• DATA PROVIDED:
########

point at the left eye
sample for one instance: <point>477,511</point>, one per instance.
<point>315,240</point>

########

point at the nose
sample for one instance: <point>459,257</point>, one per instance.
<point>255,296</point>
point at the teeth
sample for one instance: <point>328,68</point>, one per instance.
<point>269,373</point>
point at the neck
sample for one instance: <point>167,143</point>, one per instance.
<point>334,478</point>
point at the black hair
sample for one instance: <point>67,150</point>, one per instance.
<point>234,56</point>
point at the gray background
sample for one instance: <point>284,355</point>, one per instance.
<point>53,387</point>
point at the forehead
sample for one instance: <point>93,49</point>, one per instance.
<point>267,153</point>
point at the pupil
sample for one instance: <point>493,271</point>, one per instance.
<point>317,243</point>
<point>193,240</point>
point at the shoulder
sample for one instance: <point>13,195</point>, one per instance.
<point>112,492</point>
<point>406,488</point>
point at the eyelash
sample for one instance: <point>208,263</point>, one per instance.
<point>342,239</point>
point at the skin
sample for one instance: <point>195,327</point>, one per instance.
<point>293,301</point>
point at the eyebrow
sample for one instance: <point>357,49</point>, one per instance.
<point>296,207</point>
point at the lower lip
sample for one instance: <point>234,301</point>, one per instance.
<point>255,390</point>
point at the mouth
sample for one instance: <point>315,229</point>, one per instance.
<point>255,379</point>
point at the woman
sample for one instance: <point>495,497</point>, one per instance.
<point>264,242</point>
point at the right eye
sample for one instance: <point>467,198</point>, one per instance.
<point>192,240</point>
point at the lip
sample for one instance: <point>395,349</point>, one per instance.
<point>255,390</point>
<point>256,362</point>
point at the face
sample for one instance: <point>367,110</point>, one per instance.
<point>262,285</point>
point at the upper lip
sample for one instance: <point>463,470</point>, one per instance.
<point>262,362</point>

########

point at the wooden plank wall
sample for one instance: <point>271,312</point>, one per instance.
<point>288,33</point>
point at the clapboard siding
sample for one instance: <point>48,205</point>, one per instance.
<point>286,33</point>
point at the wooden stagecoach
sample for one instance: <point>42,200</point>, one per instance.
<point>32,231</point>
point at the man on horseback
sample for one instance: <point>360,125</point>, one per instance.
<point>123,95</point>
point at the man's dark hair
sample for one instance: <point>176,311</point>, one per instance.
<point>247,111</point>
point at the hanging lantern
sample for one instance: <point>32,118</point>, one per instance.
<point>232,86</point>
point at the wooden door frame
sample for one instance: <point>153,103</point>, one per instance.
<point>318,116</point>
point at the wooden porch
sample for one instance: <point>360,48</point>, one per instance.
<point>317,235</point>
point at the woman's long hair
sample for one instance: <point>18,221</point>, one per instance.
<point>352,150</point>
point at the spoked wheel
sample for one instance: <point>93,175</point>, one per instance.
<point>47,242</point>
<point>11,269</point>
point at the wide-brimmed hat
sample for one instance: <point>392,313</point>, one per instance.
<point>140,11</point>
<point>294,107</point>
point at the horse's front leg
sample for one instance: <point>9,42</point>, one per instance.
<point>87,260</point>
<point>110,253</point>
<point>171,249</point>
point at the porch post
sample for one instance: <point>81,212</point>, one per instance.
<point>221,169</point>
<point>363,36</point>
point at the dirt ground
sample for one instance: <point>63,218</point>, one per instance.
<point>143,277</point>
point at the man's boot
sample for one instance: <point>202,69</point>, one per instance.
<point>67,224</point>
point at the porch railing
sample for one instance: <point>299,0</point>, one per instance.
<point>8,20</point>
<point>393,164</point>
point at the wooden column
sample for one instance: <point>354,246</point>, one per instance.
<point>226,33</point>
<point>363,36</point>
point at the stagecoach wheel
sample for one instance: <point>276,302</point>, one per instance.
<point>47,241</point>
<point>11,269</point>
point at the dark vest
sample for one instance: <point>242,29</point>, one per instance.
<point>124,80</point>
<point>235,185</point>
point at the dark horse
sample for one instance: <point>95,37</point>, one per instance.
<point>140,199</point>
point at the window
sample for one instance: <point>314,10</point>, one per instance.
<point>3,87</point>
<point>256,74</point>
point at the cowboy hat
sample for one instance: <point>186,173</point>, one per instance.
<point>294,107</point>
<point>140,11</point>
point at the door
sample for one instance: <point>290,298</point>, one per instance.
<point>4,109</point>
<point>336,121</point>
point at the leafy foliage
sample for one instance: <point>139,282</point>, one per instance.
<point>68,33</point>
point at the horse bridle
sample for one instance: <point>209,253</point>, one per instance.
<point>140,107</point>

########

• DIRECTIONS:
Give back the records above exactly, limited to the lines between the one holding "sample for one instance: <point>195,327</point>, one" and the one holding "point at the mouth", inclusive.

• RESPONSE BELOW:
sample for one instance: <point>195,327</point>, one per instance.
<point>293,301</point>
point at the eyebrow
sample for one instance: <point>357,49</point>, one per instance.
<point>296,207</point>
point at the lower lip
sample for one instance: <point>234,301</point>, one per instance.
<point>255,390</point>
point at the mouth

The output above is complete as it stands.